Many people see the potential of self-directed learning but don’t feel like they can motivate themselves to work without a teacher or boss hovering above. 

This is a valid concern: self-motivation is a difficult, never-ending challenge. But if you want to be in control of your education and life, then it’s a non-negotiable!

The Psychology of Self-Motivation

Understanding some of the psychology behind self-motivation is a good place to start (or re-start) your path as a self-directed learner.

Intrinsic motivation: Start with self-determination theory (explained well in this book by one of its founders). Go deeper into intrinsic motivation by reading Drive by Daniel Pink or watching this animated video describing the book’s key points.

Mindset: Carol Dweck’s theory of fixed and growth mindset is explained well in this article and this animated video. Self-directed learners exemplify the growth mindset. (My own introduction to the growth mindset came in an unusual fashion.)

Flow: Another animated video explains the basic ideas behind Mihaly Csikszentmihalyi’s research on states of optimal experience, engagement, and learning. The Wikipedia page is helpful.

────────────────

* [Activities]:
#1 Decide whether each statement agrees with the self-motivation passage, answering yes or no and quoting the words that decide it: (a) Self-motivation is described as a challenge that eventually ends. (b) Drive is a book by Daniel Pink. (c) Self-directed learners exemplify the fixed mindset.
#2 Name every person the self-motivation passage mentions by name.
#3 Extend the self-motivation passage, starting after its final sentence.
The data have no connection to the self-motivation passage.

* [Collected material]:
────────────────

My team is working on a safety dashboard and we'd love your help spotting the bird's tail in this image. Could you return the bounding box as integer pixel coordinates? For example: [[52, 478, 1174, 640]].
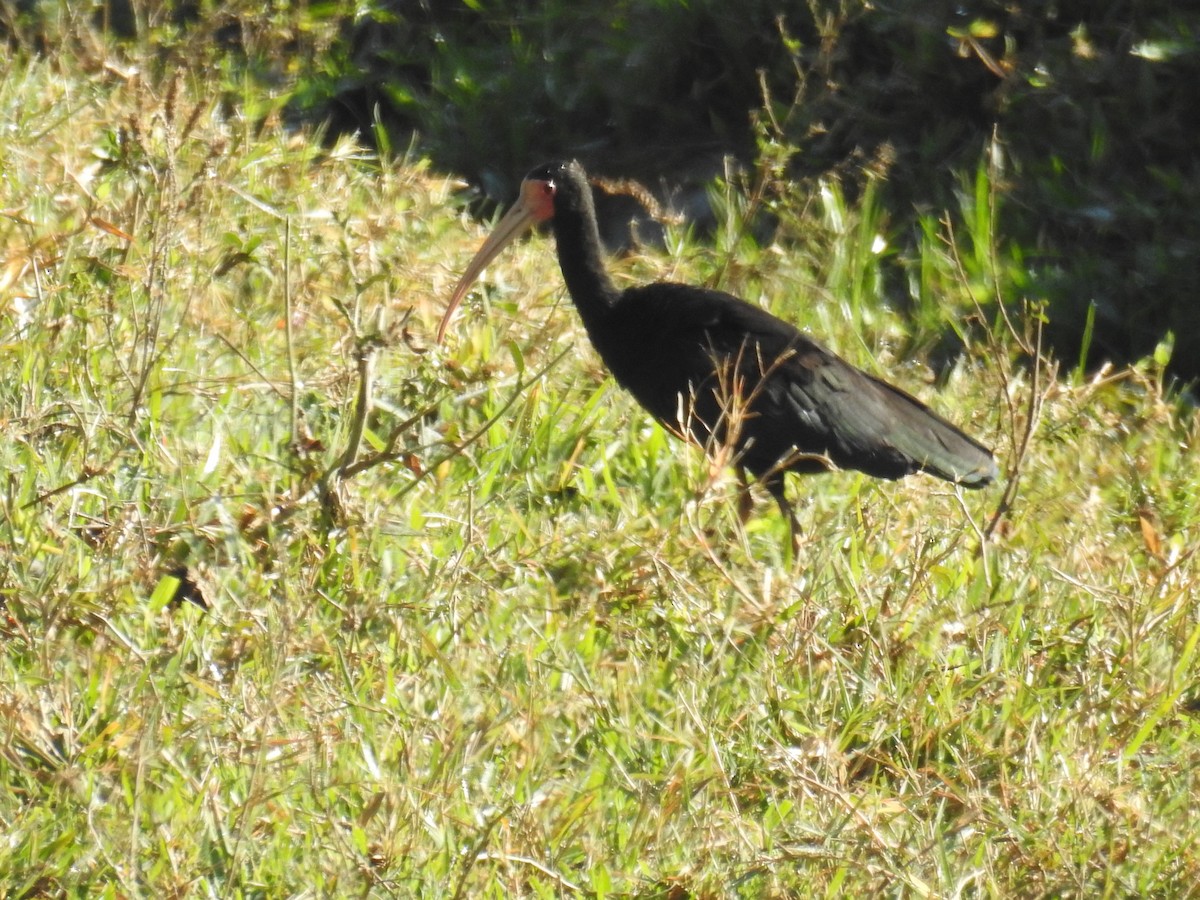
[[872, 379, 1000, 488]]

────────────────

* [Your responses]:
#1
(a) No: "self-motivation is a difficult, never-ending challenge"
(b) Yes: "reading Drive by Daniel Pink"
(c) No: "Self-directed learners exemplify the growth mindset."

#2 Daniel Pink, Carol Dweck, Mihaly Csikszentmihalyi

#3
Optimism/Pessimism: Martin Seligman’s research on learned optimism closely relates to the above psychology theories. Pessimists don’t last long as self-directed learners. Yet another animated video explains the main points.

All of these theories fly under the banner of positive psychology and are associated with cognitive behavioral therapy.


Writing down goals is something I’ve done since age 20; here’s my public goal list.

Dream mapping is a goal-setting process I shared in College Without High School.

Some argue with the value of announcing your goals.

In this long interview, Dev Carey and I discuss the virtues and drawbacks of goal-setting:


In the blog post entitled The Pursuit of Productivity I share some of my favorite strategies for focusing and avoiding distractions.

Habitica is a fun, free, “gamified” habit and productivity website and app. I’ve enjoyed it so much that I created my own party.

Launchpad is a 3-week online workshop I developed specifically for young self-directed learners facing productivity issues.


Self-directed learners set their own goals—but how do the ensure that they follow through with them? That’s the domain of accountability.

From Better Than College, an explanation of the website (which I’ve used to help me write, diet, tango, and create this website) and accountability partnerships: embraces this idea by enabling people to create online “Commitment Contracts.” You start by entering a specific goal and time frame for completing it. Then you have the chance to put money on the line. If you complete the goal, you keep your money; if you fail, you lose it. The money either goes to a designated individual (like a friend), a good charity (one that you believe in), or an “anti-charity” (one that you don’t believe in). To monitor this process, stickK asks you to nominate a referee who can verify whether you have completed your goal. The website also includes social media tools so you can spread word of your wager.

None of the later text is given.